Required action: Please find the lines in the following records that hold "bridge", and copy them.

* * * *

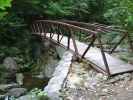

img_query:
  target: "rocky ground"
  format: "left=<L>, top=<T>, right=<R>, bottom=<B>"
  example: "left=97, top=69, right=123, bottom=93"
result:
left=62, top=61, right=133, bottom=100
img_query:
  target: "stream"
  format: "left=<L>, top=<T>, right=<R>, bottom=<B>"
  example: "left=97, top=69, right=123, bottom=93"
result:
left=21, top=76, right=50, bottom=91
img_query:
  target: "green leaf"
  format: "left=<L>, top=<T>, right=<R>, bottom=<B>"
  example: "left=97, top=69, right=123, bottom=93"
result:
left=0, top=0, right=12, bottom=10
left=0, top=12, right=8, bottom=20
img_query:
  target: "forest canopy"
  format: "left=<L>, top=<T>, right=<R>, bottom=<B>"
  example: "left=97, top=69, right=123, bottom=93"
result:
left=0, top=0, right=133, bottom=45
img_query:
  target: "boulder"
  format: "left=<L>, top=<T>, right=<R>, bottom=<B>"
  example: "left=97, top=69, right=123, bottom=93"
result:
left=114, top=76, right=120, bottom=81
left=3, top=57, right=20, bottom=75
left=95, top=73, right=103, bottom=79
left=108, top=78, right=116, bottom=83
left=34, top=72, right=45, bottom=78
left=11, top=47, right=21, bottom=54
left=8, top=88, right=27, bottom=98
left=32, top=43, right=44, bottom=58
left=16, top=73, right=24, bottom=85
left=43, top=42, right=51, bottom=51
left=48, top=91, right=61, bottom=100
left=55, top=46, right=67, bottom=58
left=124, top=77, right=132, bottom=82
left=53, top=52, right=58, bottom=59
left=84, top=77, right=95, bottom=90
left=44, top=57, right=58, bottom=78
left=102, top=76, right=109, bottom=81
left=0, top=83, right=18, bottom=91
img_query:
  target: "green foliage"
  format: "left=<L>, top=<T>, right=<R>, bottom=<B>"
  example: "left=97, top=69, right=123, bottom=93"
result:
left=0, top=95, right=5, bottom=100
left=119, top=56, right=129, bottom=63
left=104, top=0, right=133, bottom=35
left=0, top=0, right=12, bottom=20
left=46, top=1, right=74, bottom=19
left=101, top=31, right=122, bottom=45
left=0, top=45, right=7, bottom=55
left=76, top=70, right=85, bottom=75
left=9, top=96, right=18, bottom=100
left=29, top=88, right=49, bottom=100
left=86, top=0, right=106, bottom=22
left=0, top=65, right=10, bottom=83
left=13, top=56, right=25, bottom=63
left=0, top=0, right=106, bottom=46
left=82, top=59, right=90, bottom=70
left=0, top=0, right=12, bottom=10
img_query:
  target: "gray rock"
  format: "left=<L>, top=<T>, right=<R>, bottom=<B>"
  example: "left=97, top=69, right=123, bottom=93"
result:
left=18, top=95, right=39, bottom=100
left=53, top=67, right=69, bottom=77
left=8, top=88, right=27, bottom=98
left=124, top=77, right=131, bottom=82
left=123, top=73, right=131, bottom=77
left=3, top=57, right=20, bottom=75
left=131, top=74, right=133, bottom=79
left=0, top=83, right=18, bottom=91
left=108, top=78, right=116, bottom=83
left=114, top=76, right=120, bottom=81
left=56, top=46, right=67, bottom=58
left=48, top=91, right=61, bottom=100
left=102, top=76, right=109, bottom=81
left=53, top=52, right=58, bottom=59
left=49, top=75, right=64, bottom=85
left=45, top=84, right=61, bottom=92
left=118, top=75, right=124, bottom=80
left=96, top=73, right=103, bottom=79
left=44, top=51, right=73, bottom=100
left=16, top=73, right=24, bottom=85
left=44, top=57, right=58, bottom=78
left=44, top=42, right=51, bottom=51
left=64, top=57, right=72, bottom=62
left=114, top=45, right=122, bottom=52
left=62, top=62, right=71, bottom=67
left=34, top=72, right=44, bottom=78
left=84, top=77, right=95, bottom=90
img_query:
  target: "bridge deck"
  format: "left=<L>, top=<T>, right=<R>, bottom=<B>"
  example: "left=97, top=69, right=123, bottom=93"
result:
left=40, top=33, right=133, bottom=75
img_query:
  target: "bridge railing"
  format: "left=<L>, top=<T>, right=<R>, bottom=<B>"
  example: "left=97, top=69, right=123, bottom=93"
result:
left=31, top=20, right=111, bottom=75
left=59, top=20, right=133, bottom=54
left=31, top=20, right=96, bottom=56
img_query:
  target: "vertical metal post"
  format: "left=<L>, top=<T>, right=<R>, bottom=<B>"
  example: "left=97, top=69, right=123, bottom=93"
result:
left=36, top=22, right=41, bottom=35
left=31, top=24, right=34, bottom=34
left=57, top=24, right=59, bottom=43
left=96, top=33, right=111, bottom=75
left=33, top=23, right=37, bottom=34
left=69, top=27, right=78, bottom=54
left=67, top=27, right=70, bottom=50
left=126, top=32, right=133, bottom=53
left=79, top=30, right=81, bottom=41
left=39, top=22, right=43, bottom=34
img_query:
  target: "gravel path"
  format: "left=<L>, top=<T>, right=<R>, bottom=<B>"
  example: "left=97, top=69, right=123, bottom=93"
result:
left=62, top=61, right=133, bottom=100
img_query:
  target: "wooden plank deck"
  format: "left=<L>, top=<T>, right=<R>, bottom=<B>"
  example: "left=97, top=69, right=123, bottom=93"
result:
left=40, top=33, right=133, bottom=75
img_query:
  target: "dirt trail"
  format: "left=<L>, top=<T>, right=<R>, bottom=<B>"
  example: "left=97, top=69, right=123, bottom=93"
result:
left=62, top=61, right=133, bottom=100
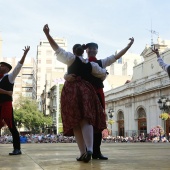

* * * *

Output of the exercise:
  target: "bridge deck"
  target: "bridge railing"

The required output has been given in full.